Spatial annotation records:

------------------------------------

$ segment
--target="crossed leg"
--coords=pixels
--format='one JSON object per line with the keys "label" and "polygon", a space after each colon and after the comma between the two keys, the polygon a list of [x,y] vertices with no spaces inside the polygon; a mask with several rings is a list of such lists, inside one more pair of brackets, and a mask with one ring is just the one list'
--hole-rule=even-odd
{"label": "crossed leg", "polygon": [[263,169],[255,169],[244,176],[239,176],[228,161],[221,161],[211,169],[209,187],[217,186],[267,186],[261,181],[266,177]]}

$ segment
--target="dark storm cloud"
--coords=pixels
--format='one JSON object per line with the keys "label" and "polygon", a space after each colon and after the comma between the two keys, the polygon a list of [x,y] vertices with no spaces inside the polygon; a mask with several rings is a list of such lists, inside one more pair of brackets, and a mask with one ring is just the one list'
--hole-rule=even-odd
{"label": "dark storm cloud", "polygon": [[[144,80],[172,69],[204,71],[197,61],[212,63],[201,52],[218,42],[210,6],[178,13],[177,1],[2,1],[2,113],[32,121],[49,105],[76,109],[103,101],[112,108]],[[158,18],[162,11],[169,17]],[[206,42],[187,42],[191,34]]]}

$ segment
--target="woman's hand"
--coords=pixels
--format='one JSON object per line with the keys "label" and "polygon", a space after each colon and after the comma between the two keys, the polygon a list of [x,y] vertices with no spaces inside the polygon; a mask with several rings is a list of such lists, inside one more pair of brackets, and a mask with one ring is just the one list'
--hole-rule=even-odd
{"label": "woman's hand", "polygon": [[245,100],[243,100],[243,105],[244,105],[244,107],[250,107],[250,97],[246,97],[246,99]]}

------------------------------------

• [WHAT THE EXERCISE ASKS] Rewrite every line of the items above, switching each "even-odd" to "nonzero" and keeping everything else unchanged.

• [WRITTEN RESPONSE]
$ segment
--target="crossed leg"
--coords=pixels
--format='one JSON object per line with the keys "label" and "polygon", a space after each colon and after the comma between the two keys, the polygon a list of [x,y] vertices with no spaces inside the polygon; a mask with several rings is a list of such lists, inside one more pair of brackets, and a mask with one ring is just the one list'
--hole-rule=nonzero
{"label": "crossed leg", "polygon": [[263,169],[255,169],[244,176],[239,176],[228,161],[221,161],[211,169],[209,187],[217,186],[267,186],[261,181],[266,177]]}

$ segment
--target="dark storm cloud"
--coords=pixels
--format='one JSON object per line with the keys "label" and "polygon", a space after each colon and after the comma between the two keys, the polygon a list of [x,y] vertices with no spaces inside the polygon; a mask with several rings is a list of such lists, inside one more pair of brackets, and a mask with one ring is just the one list'
--hole-rule=nonzero
{"label": "dark storm cloud", "polygon": [[[144,80],[172,69],[204,71],[197,61],[212,63],[201,52],[218,42],[210,6],[178,13],[177,1],[2,1],[2,113],[32,121],[49,105],[76,109],[103,101],[112,108]],[[158,18],[162,11],[169,17]],[[206,42],[187,42],[191,34]]]}

$ segment
--target="woman's hand"
--coords=pixels
--format='one JSON object per line with the keys "label" and "polygon", a space after each colon and after the comma between the two keys, the polygon a list of [x,y] vertices with no spaces inside the polygon; a mask with several rings is a list of such lists, inside one more pair of brackets, and a mask with one ring is just the one list'
--hole-rule=nonzero
{"label": "woman's hand", "polygon": [[245,100],[243,100],[243,105],[244,105],[244,107],[250,107],[250,97],[246,97],[246,99]]}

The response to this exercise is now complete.